### PASSAGE PROVIDED
A properly functioning economy requires a set of laws and regulations to govern rights and obligations among the economic agents. The laws cover, among other things, property rights and commercial transactions. In Kenya’s case, the law on property—especially land rights—is governed by both statutory and customary law, complex issues that go well beyond the purpose of this presentation. This presentation, therefore, confines itself to laws and regulations that are directly related to issues of economic management. Specifically, it addresses laws and regulations that impinge, positively or negatively, on economic efficiency.

The Policy and Regulatory Framework

Kenya has always enjoyed a relatively open economy. Immediately after independence in 1963, the Kenyan government opted for a mixed economy with a robust private sector. The policy allowed for ownership of property and enterprises by both the state and private sectors. Its laws, enshrined in the constitution, protected individual and corporate property rights, encouraged private enterprise—both domestic and foreign—and advocated Kenya’s participation in the world economy via international trade, private foreign investments, and tourism. In addition, the policy advocated a strong public sector with government ownership and control of key enterprises, especially in energy, transportation, communications, banking, insurance, and manufacturing.

The government also inherited and expanded a complex set of laws and regulations governing the workings of the economy. The laws were both economywide and sectorwide, but also industry specific.

### MATERIAL PROVIDED
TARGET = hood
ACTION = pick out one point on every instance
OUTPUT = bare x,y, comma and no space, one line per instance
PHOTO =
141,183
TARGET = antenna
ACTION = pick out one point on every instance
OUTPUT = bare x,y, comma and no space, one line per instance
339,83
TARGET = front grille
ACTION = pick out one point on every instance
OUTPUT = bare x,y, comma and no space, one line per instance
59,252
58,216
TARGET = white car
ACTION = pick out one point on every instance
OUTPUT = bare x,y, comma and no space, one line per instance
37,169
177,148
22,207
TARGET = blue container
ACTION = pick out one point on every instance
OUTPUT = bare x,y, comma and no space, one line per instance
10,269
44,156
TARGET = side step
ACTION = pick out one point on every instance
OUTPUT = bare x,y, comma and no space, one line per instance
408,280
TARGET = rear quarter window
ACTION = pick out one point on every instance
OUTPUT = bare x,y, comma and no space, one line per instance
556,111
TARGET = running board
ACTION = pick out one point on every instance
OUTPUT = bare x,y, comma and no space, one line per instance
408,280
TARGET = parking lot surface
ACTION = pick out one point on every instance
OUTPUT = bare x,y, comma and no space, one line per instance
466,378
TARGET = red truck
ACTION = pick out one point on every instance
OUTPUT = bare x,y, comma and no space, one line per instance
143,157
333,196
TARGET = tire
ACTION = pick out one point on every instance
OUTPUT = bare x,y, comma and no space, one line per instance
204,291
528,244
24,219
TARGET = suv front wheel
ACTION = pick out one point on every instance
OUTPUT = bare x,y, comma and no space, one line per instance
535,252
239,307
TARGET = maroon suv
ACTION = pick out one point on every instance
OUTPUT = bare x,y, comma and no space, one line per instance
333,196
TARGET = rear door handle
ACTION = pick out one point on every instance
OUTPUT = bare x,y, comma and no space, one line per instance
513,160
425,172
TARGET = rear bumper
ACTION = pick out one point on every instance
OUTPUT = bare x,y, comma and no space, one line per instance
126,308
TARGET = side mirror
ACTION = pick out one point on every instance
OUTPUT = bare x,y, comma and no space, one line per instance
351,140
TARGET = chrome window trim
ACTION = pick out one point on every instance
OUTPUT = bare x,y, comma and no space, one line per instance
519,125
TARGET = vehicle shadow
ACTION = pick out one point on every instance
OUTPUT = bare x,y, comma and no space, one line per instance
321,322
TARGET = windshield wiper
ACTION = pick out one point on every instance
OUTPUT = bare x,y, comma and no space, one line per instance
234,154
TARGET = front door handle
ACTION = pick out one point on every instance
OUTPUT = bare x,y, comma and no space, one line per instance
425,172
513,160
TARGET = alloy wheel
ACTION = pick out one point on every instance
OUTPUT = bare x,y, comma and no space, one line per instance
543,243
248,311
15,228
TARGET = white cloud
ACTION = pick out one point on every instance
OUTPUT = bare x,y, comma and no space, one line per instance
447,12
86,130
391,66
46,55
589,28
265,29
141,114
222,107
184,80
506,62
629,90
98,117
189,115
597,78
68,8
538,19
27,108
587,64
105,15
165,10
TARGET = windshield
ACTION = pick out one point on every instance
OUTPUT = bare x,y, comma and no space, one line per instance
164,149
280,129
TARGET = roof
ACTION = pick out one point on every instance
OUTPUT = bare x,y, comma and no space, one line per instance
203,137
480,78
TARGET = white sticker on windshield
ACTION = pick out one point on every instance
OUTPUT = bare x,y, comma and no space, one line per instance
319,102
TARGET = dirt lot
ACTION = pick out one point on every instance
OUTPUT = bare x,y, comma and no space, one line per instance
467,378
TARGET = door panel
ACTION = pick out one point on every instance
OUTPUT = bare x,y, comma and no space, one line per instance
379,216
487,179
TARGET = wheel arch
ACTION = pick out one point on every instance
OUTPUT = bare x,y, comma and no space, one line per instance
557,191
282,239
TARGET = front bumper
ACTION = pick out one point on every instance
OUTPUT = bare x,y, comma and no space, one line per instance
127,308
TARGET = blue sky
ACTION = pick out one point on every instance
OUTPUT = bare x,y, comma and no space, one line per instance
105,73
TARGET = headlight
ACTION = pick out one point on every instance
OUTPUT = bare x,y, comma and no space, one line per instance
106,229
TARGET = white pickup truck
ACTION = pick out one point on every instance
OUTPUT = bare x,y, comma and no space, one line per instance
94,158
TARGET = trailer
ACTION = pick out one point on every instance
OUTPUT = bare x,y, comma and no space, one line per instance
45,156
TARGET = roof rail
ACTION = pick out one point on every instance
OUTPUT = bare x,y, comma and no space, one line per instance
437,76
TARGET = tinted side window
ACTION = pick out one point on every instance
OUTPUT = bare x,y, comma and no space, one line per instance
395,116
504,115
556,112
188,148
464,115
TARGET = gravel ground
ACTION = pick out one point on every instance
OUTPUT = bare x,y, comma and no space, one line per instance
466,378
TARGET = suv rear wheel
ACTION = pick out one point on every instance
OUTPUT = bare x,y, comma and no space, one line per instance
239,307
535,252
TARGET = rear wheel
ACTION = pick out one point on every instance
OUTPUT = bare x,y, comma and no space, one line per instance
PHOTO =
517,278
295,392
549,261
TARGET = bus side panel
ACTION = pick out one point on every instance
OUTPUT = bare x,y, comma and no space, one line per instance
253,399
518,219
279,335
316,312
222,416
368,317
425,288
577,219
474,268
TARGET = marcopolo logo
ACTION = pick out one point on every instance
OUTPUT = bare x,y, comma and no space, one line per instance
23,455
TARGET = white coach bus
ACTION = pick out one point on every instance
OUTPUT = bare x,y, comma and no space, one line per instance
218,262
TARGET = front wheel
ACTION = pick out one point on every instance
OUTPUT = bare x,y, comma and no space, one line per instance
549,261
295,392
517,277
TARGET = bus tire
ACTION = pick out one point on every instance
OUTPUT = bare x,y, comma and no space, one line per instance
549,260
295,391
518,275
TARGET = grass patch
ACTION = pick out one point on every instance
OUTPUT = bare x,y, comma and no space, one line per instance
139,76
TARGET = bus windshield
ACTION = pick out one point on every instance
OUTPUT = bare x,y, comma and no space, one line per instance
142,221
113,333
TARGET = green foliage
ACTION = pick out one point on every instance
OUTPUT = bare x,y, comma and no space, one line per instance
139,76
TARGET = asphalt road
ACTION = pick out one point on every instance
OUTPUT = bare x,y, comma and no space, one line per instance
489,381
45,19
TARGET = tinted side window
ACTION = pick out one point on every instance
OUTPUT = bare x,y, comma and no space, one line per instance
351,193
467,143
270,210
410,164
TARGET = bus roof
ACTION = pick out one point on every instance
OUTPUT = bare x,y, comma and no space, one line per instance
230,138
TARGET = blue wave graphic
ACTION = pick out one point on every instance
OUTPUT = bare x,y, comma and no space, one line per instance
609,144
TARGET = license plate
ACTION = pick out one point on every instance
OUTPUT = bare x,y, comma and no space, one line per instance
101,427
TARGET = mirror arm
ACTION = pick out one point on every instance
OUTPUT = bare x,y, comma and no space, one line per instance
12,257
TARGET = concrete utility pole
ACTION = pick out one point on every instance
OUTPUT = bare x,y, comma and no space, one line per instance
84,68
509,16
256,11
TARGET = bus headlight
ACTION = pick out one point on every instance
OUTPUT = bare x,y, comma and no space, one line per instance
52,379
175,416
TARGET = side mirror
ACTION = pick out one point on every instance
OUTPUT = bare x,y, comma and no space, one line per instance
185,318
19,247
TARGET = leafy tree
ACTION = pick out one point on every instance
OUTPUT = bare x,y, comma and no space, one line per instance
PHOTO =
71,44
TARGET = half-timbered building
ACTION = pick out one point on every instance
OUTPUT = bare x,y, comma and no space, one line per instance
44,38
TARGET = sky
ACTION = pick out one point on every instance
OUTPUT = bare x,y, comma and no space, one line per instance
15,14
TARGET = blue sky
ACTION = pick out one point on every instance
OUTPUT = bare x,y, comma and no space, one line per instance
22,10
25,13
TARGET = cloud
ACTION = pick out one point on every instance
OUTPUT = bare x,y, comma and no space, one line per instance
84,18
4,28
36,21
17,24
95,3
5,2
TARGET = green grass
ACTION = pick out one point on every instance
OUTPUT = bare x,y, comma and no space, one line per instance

### WHAT THIS EXERCISE ASKS
1. According to the passage on Kenya's economic regulation, in what year did Kenya gain independence?
2. Print the part of the passage on Kenya's economic regulation that opens with the words containing "A properly functioning" and closes with "on economic efficiency.".
Leave the data above out of this work.

### SOLUTIONS FOR EACH TASK
1. 1963

2.
A properly functioning economy requires a set of laws and regulations to govern rights and obligations among the economic agents. The laws cover, among other things, property rights and commercial transactions. In Kenya’s case, the law on property—especially land rights—is governed by both statutory and customary law, complex issues that go well beyond the purpose of this presentation. This presentation, therefore, confines itself to laws and regulations that are directly related to issues of economic management. Specifically, it addresses laws and regulations that impinge, positively or negatively, on economic efficiency.